- The records:

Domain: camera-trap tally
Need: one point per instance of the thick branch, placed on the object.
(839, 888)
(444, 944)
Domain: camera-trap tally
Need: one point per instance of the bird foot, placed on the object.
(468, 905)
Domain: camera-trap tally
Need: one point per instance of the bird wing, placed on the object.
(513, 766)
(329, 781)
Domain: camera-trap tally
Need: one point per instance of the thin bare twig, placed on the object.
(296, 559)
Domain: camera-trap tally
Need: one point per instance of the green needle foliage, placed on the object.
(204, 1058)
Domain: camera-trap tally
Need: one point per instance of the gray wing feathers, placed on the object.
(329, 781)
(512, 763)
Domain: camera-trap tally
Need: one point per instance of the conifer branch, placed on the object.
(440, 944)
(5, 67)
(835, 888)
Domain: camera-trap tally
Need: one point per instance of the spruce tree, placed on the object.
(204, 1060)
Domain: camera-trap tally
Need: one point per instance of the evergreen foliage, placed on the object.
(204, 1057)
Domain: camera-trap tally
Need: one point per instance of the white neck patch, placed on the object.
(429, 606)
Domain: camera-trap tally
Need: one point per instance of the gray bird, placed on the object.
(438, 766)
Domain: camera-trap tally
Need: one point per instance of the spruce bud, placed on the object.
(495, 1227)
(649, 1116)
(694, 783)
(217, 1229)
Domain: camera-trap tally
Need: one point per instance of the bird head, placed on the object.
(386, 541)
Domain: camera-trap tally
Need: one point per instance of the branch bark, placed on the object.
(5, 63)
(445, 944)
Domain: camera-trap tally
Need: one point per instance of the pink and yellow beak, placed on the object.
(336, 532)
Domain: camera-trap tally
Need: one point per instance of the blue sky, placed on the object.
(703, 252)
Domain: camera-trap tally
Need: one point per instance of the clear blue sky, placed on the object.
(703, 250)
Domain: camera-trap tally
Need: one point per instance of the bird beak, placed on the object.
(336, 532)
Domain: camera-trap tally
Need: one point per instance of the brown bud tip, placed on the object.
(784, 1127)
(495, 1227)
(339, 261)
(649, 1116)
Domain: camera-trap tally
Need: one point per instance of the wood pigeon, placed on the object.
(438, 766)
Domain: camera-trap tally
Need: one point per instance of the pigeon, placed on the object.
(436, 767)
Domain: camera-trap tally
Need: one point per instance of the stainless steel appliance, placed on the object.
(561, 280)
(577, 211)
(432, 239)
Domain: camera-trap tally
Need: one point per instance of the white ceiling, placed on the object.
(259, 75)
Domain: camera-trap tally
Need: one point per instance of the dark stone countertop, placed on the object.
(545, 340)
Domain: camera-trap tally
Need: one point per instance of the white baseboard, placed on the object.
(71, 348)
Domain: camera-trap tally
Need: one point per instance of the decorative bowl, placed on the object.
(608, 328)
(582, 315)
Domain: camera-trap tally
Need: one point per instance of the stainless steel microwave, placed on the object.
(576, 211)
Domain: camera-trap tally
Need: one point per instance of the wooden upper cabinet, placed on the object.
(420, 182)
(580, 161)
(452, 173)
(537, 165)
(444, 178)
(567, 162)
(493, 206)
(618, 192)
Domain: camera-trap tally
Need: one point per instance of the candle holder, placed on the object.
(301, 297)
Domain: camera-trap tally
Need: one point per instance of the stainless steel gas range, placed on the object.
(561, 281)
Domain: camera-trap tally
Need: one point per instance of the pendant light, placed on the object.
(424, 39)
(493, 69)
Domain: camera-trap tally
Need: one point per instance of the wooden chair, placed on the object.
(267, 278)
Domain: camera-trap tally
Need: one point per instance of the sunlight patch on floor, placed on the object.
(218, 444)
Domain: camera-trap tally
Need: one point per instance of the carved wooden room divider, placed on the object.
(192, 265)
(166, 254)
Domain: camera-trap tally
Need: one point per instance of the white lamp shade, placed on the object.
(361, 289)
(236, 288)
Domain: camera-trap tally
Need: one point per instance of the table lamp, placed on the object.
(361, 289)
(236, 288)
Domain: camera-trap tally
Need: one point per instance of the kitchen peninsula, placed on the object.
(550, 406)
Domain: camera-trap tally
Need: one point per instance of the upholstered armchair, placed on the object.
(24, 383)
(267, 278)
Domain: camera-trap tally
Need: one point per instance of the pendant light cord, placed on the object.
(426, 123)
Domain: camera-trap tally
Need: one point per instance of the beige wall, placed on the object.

- The request:
Repeat the listing in full, keeping every line exactly as it is.

- Expected answer:
Domain: camera-trap tally
Need: one point per instance of the thick branch, placed on the object.
(839, 888)
(444, 944)
Domain: camera-trap tally
Need: one point per instance of the bird foot, placed on the object.
(468, 905)
Domain: camera-trap tally
Need: one point per instance of the bird wing, placed on the object.
(513, 766)
(329, 781)
Domain: camera-trap tally
Need: one point per instance of the thin bare twig, placed on the object.
(296, 559)
Domain: camera-trap tally
Need: one point per instance of the green needle foliage, placed on the object.
(204, 1058)
Domain: camera-trap tally
Need: one point per instance of the gray wing feathers, placed on the object.
(329, 781)
(512, 763)
Domain: camera-trap tally
Need: one point per instance of the conifer branch, placed on the object.
(440, 944)
(5, 67)
(835, 888)
Domain: camera-trap tally
Need: one point per instance of the spruce tree, placed on the object.
(204, 1060)
Domain: camera-trap tally
Need: one point per instance of the evergreen foliage, placed on the object.
(204, 1057)
Domain: camera-trap tally
Need: one point per instance of the white neck patch, placed on the object.
(429, 606)
Domain: camera-trap tally
Need: one point per instance of the gray bird, placed on the object.
(438, 766)
Domain: camera-trap tally
Need: one point per instance of the spruce bud, placed on the object.
(495, 1227)
(649, 1116)
(694, 783)
(217, 1229)
Domain: camera-trap tally
Need: one point per instance of the bird head, placed on the object.
(386, 541)
Domain: camera-trap tally
Need: one point per instance of the branch bark, placed on the object.
(5, 63)
(445, 944)
Domain: camera-trap tally
Need: one point per instance of the pink and yellow beak, placed on the object.
(336, 532)
Domain: camera-trap tally
Need: one point per instance of the blue sky, placed on the object.
(703, 252)
Domain: camera-trap tally
Need: one point per instance of the clear blue sky, placed on the object.
(703, 250)
Domain: camera-trap tally
Need: one point per instance of the bird beak, placed on the object.
(336, 532)
Domain: camera-trap tally
Need: one point per instance of the brown bud tip, placed on the object.
(784, 1127)
(495, 1227)
(339, 261)
(649, 1116)
Domain: camera-trap tally
Need: one point per instance of the wood pigeon, placed on the object.
(438, 766)
Domain: camera-trap tally
Need: one point per instance of the pigeon, placed on the object.
(436, 767)
Domain: camera-trap tally
Need: one point per instance of the stainless steel appliance, placed on the object.
(561, 280)
(577, 211)
(432, 239)
Domain: camera-trap tally
Need: one point per instance of the white ceiling, placed on the object.
(259, 75)
Domain: camera-trap tally
Need: one point per instance of the dark stone countertop, placed on the object.
(545, 340)
Domain: camera-trap tally
Need: one point per instance of the white baseboard, placed on the object.
(71, 348)
Domain: camera-trap tally
Need: one point per instance of the decorative bowl, placed on the object.
(608, 328)
(582, 315)
Domain: camera-trap tally
Need: one point per instance of the stainless steel microwave, placed on the object.
(576, 211)
Domain: camera-trap tally
Need: one point per instance of the wooden upper cabinet, placed on the object.
(420, 182)
(580, 161)
(452, 173)
(537, 165)
(444, 178)
(567, 162)
(493, 206)
(618, 192)
Domain: camera-trap tally
Need: one point per instance of the candle holder, placed on the object.
(301, 297)
Domain: camera-trap tally
Need: one point per instance of the stainless steel gas range, placed on the object.
(561, 281)
Domain: camera-trap tally
Need: one point per instance of the pendant light, placed on the object.
(424, 39)
(493, 69)
Domain: camera-trap tally
Need: one point per instance of the wooden chair, placed on the object.
(267, 278)
Domain: camera-trap tally
Need: one point per instance of the sunlight patch on floor, placed on the object.
(218, 444)
Domain: camera-trap tally
Need: one point per instance of the carved wooden room divider, placed on the object.
(192, 265)
(166, 254)
Domain: camera-trap tally
Need: one point per instance of the white lamp shade, placed on the object.
(361, 289)
(236, 288)
Domain: camera-trap tally
Need: one point per instance of the table lamp, placed on the object.
(361, 289)
(236, 288)
Domain: camera-trap tally
Need: one point per instance of the kitchen peninsula, placed on the object.
(550, 406)
Domain: camera-trap tally
Need: one point per instance of the upholstered armchair, placed on the object.
(24, 383)
(267, 278)
Domain: camera-trap tally
Need: one point per instance of the pendant light cord, placed on the object.
(426, 123)
Domain: camera-trap tally
Need: one point per instance of the beige wall, placed on the object.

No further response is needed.